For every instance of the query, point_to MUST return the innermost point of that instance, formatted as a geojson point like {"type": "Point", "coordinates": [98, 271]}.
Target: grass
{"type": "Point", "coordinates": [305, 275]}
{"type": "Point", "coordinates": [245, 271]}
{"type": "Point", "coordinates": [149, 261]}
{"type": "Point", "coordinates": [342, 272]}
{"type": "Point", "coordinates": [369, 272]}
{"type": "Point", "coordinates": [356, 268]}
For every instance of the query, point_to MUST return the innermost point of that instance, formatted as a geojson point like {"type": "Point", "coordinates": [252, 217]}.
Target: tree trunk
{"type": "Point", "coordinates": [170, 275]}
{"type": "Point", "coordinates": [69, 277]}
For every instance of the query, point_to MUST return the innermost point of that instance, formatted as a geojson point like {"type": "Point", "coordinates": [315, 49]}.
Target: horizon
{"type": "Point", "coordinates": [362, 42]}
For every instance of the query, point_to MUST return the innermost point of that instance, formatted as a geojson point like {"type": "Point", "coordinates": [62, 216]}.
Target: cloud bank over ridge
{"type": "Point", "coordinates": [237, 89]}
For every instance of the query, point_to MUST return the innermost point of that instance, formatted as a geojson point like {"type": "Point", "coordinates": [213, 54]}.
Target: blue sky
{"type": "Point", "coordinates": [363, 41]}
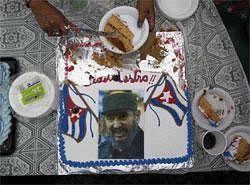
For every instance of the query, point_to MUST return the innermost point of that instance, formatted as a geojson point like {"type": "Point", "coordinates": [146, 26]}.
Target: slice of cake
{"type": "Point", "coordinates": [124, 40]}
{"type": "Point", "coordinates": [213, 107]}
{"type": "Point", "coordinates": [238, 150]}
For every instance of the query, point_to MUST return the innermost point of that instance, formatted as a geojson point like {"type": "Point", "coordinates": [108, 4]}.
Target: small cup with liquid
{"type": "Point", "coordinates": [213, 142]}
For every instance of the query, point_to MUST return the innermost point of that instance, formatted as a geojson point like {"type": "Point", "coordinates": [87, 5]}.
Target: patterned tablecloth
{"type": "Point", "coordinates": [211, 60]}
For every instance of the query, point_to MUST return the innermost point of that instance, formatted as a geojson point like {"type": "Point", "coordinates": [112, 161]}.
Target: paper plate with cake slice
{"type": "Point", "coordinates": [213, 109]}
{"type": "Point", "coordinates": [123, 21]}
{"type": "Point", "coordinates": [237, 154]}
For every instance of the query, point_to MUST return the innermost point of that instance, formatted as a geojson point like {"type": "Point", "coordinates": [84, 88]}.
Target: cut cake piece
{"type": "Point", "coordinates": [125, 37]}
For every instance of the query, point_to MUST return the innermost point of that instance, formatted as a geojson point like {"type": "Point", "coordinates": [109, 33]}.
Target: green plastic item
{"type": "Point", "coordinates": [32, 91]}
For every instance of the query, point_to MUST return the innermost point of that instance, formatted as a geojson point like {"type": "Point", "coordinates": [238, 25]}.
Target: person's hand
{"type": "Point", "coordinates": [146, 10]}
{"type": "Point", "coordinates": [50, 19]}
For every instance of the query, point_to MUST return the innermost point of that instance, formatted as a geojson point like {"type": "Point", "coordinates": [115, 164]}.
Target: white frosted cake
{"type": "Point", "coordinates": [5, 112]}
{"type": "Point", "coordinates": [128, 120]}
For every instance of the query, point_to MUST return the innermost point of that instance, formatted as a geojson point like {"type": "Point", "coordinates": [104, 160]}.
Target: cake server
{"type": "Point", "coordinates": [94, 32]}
——
**Your objective:**
Every record above must be given again exactly; drop the pictures.

**Solution to this exercise:**
For every instance of the query, point_to MUST return the innermost point of that instance, formatted as a geojson point like {"type": "Point", "coordinates": [98, 271]}.
Target: grass
{"type": "Point", "coordinates": [305, 275]}
{"type": "Point", "coordinates": [245, 271]}
{"type": "Point", "coordinates": [149, 261]}
{"type": "Point", "coordinates": [342, 272]}
{"type": "Point", "coordinates": [369, 272]}
{"type": "Point", "coordinates": [356, 268]}
For every instance of the query, point_to MUST return the innermost point of that instance, formatted as a geojson point like {"type": "Point", "coordinates": [252, 217]}.
Target: tree trunk
{"type": "Point", "coordinates": [170, 275]}
{"type": "Point", "coordinates": [69, 277]}
For every instance of the query, point_to MUST return the innermost point of that instance, formatted as a geojson point like {"type": "Point", "coordinates": [315, 49]}.
Target: horizon
{"type": "Point", "coordinates": [362, 42]}
For every instance of the query, point_to MUST return the innermost point of that instance, formatted as a geojson point like {"type": "Point", "coordinates": [62, 216]}.
Target: cloud bank over ridge
{"type": "Point", "coordinates": [237, 89]}
For every instance of the query, point_to MUST return the innermost point of that instance, formatted as a geojson point like {"type": "Point", "coordinates": [213, 54]}.
Target: blue sky
{"type": "Point", "coordinates": [363, 41]}
For every instance of the query, point_to MUST return the innermost point of that instance, formatted as a geojson point like {"type": "Point", "coordinates": [146, 26]}.
Target: slice of cake
{"type": "Point", "coordinates": [124, 40]}
{"type": "Point", "coordinates": [213, 107]}
{"type": "Point", "coordinates": [238, 150]}
For every instance of the query, point_to MUST return the innermost point of that instance, formatted as a geojson point like {"type": "Point", "coordinates": [108, 4]}.
Target: small cup with liquid
{"type": "Point", "coordinates": [213, 142]}
For every instance of the query, point_to MUST return the innermost point of that instance, formatted as a geojson point like {"type": "Point", "coordinates": [87, 5]}.
Target: patterned tablecloth
{"type": "Point", "coordinates": [211, 60]}
For every instance of the query, point_to MUST return the innermost point of that instance, formatted as a geojson point like {"type": "Point", "coordinates": [112, 161]}.
Target: paper plate with cake slice
{"type": "Point", "coordinates": [213, 109]}
{"type": "Point", "coordinates": [123, 21]}
{"type": "Point", "coordinates": [237, 154]}
For every instance of the query, point_to MUST return the innermost point of that instance, formatted as a geojson point like {"type": "Point", "coordinates": [84, 88]}.
Target: cut cake piece
{"type": "Point", "coordinates": [125, 37]}
For every instance of the query, point_to MUST return the innermost point of that instance, formatted as a geojson point like {"type": "Point", "coordinates": [109, 33]}.
Target: green plastic item
{"type": "Point", "coordinates": [32, 91]}
For every instance of the query, point_to MUST return the innermost point of that instance, formatted as a geojson point like {"type": "Point", "coordinates": [238, 25]}.
Target: person's hand
{"type": "Point", "coordinates": [146, 10]}
{"type": "Point", "coordinates": [50, 19]}
For every instance of the query, point_to MUST return the innermost point of that instance, formatted as a geojson point like {"type": "Point", "coordinates": [115, 164]}.
Target: white frosted cake
{"type": "Point", "coordinates": [5, 112]}
{"type": "Point", "coordinates": [128, 120]}
For every instance of the query, point_to MUST return the innermost point of that instance, formatted as a geojson point like {"type": "Point", "coordinates": [104, 160]}.
Target: cake server
{"type": "Point", "coordinates": [94, 32]}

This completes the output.